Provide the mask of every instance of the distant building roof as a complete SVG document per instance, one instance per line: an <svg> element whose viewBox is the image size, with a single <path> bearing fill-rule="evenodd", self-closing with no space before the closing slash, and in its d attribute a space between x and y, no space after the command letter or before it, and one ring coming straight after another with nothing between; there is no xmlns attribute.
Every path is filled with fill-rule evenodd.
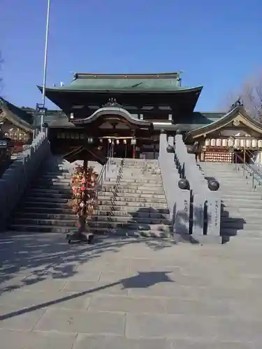
<svg viewBox="0 0 262 349"><path fill-rule="evenodd" d="M1 97L0 97L0 109L4 112L5 117L10 122L26 131L32 131L34 118L31 114Z"/></svg>
<svg viewBox="0 0 262 349"><path fill-rule="evenodd" d="M64 86L48 87L57 91L125 91L125 92L176 92L201 91L203 87L180 86L178 73L155 74L96 74L76 73L73 81ZM42 91L42 87L38 87Z"/></svg>

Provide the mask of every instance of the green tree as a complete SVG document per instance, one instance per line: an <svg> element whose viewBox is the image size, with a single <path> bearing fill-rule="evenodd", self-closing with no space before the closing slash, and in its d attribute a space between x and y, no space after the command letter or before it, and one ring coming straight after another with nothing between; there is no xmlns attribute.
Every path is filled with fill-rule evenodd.
<svg viewBox="0 0 262 349"><path fill-rule="evenodd" d="M262 70L244 80L238 91L228 95L226 109L239 98L247 113L262 122Z"/></svg>

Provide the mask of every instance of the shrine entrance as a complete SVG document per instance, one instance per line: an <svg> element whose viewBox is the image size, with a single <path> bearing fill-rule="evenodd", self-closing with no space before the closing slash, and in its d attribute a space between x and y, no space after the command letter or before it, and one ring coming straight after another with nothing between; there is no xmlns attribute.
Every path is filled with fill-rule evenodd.
<svg viewBox="0 0 262 349"><path fill-rule="evenodd" d="M57 126L55 122L50 124L48 138L53 154L71 162L104 163L109 149L115 158L139 158L140 140L151 136L152 123L135 119L122 107L110 104L86 118L75 119L71 113L63 128L61 123Z"/></svg>

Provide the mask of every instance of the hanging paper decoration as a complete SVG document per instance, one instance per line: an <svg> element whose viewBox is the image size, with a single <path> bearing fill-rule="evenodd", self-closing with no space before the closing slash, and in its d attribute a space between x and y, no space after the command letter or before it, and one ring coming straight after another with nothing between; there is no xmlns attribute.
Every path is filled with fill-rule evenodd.
<svg viewBox="0 0 262 349"><path fill-rule="evenodd" d="M96 207L96 192L95 186L99 174L93 168L86 170L82 166L78 166L71 178L73 210L78 217L81 230L85 230L87 220L94 214ZM83 226L82 226L83 225Z"/></svg>

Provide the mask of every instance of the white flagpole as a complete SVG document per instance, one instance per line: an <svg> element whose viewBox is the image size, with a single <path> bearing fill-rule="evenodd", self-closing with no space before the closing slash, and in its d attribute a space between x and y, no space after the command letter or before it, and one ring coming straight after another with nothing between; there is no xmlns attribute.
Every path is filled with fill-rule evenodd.
<svg viewBox="0 0 262 349"><path fill-rule="evenodd" d="M50 17L50 0L48 0L48 13L46 16L46 27L45 27L45 60L44 60L44 70L43 77L43 96L42 104L43 109L45 110L45 89L46 89L46 73L48 68L48 34L49 34L49 19ZM43 125L44 124L44 114L41 114L41 131L43 131Z"/></svg>

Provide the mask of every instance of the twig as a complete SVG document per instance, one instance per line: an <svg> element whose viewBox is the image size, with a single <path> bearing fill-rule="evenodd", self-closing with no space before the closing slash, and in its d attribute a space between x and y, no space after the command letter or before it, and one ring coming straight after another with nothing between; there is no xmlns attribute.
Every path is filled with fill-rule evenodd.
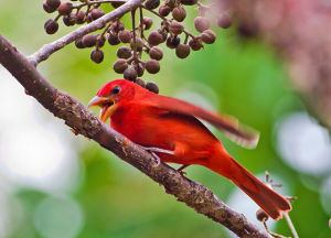
<svg viewBox="0 0 331 238"><path fill-rule="evenodd" d="M286 237L286 236L282 236L282 235L280 235L280 234L277 234L277 232L274 232L274 231L269 230L269 228L268 228L266 221L267 221L266 219L263 220L263 224L264 224L264 226L265 226L266 231L267 231L271 237L274 237L274 238L290 238L290 237Z"/></svg>
<svg viewBox="0 0 331 238"><path fill-rule="evenodd" d="M284 214L284 216L285 216L285 219L286 219L286 223L287 223L288 227L290 228L290 230L293 234L293 238L299 238L299 235L298 235L298 232L297 232L297 230L296 230L296 228L295 228L295 226L292 224L292 220L289 217L289 215L286 213L286 214Z"/></svg>
<svg viewBox="0 0 331 238"><path fill-rule="evenodd" d="M30 62L36 66L39 63L47 60L54 52L63 48L64 46L82 37L83 35L104 28L109 21L121 18L125 13L138 8L143 1L145 0L129 0L125 4L90 22L89 24L83 25L50 44L45 44L38 52L29 56Z"/></svg>
<svg viewBox="0 0 331 238"><path fill-rule="evenodd" d="M167 193L174 195L178 201L224 225L238 237L268 237L265 230L246 220L241 213L231 209L205 186L183 177L180 172L164 163L158 164L150 153L102 122L77 99L57 90L2 35L0 35L0 63L55 117L64 119L68 127L93 139L162 184Z"/></svg>

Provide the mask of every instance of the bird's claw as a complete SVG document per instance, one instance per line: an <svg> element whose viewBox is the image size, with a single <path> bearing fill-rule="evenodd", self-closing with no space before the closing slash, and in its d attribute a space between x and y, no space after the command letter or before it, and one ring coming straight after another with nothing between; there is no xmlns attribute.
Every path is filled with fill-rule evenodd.
<svg viewBox="0 0 331 238"><path fill-rule="evenodd" d="M157 159L157 164L153 164L152 167L159 166L160 163L161 163L160 158L159 158L154 152L150 152L150 153L151 153L151 155L152 155L154 159Z"/></svg>
<svg viewBox="0 0 331 238"><path fill-rule="evenodd" d="M185 167L188 167L189 164L184 164L182 166L180 166L177 172L179 172L182 176L188 176L188 173L185 171L183 171Z"/></svg>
□ □ □ □ □
- Problem details:
Lay out the lines as a Markdown table with the columns "Row" and "Line". Start with the line containing "Provide the mask of every instance of the hanging", continue through the line containing "207L96 192L95 186L99", number each row, and leave out any blank lines.

- Exercise result:
| Row | Line |
|---|---|
| 1 | Provide the mask of every instance of the hanging paper decoration as a complete SVG document per instance, one instance per line: an <svg> element whose viewBox is the image size, with a single <path> bearing fill-rule="evenodd", self-closing with no space before the closing slash, and in its d attribute a space between x and y, no space after the command letter or before it, and one ring coming straight after another with nothing between; there is no xmlns attribute. |
| 2 | Every path is filled with fill-rule evenodd. |
| 3 | <svg viewBox="0 0 262 349"><path fill-rule="evenodd" d="M96 207L96 192L95 186L99 174L93 168L86 170L82 166L78 166L71 178L73 210L78 217L81 230L85 230L87 220L94 214ZM83 226L82 226L83 225Z"/></svg> |